**DIRECTIONS**: Report back every line below that carries the word "like".

---- MATERIAL FOR THIS EXERCISE

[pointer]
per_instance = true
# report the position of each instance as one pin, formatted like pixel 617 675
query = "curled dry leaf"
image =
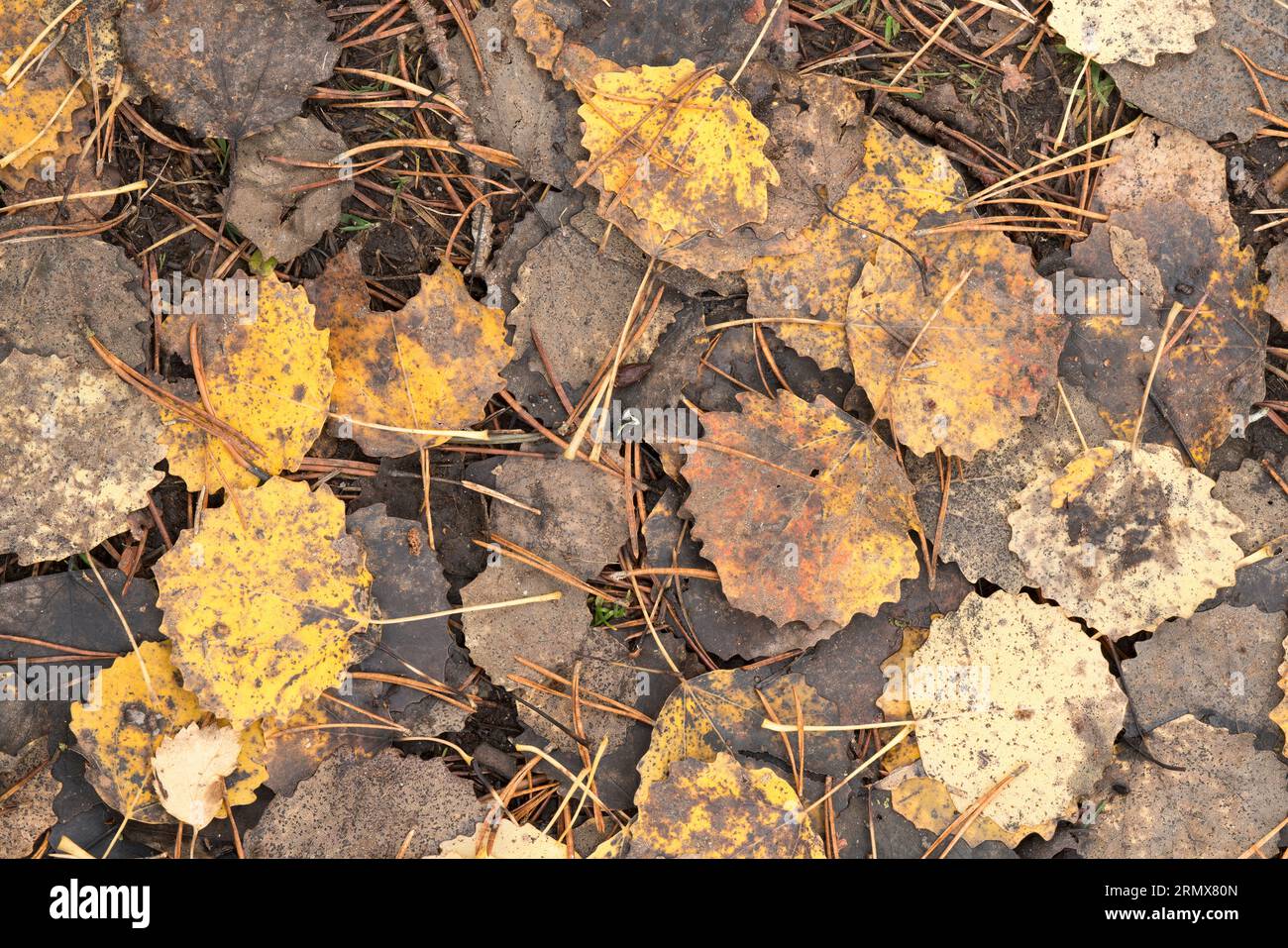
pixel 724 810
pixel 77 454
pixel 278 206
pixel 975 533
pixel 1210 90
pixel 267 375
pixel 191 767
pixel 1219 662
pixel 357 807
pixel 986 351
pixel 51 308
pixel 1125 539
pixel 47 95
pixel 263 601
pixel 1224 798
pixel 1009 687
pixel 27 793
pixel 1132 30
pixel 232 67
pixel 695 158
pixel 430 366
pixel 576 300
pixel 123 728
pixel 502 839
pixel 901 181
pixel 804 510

--------
---- MATERIAL FOR THIS EXERCISE

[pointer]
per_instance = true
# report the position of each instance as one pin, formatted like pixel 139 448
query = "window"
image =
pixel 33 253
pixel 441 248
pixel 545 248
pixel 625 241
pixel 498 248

--------

**FINISHED EXERCISE**:
# report the position of each instance as one pin, formatted like pixel 617 675
# report the position of each instance as one pin, formatted like pixel 139 448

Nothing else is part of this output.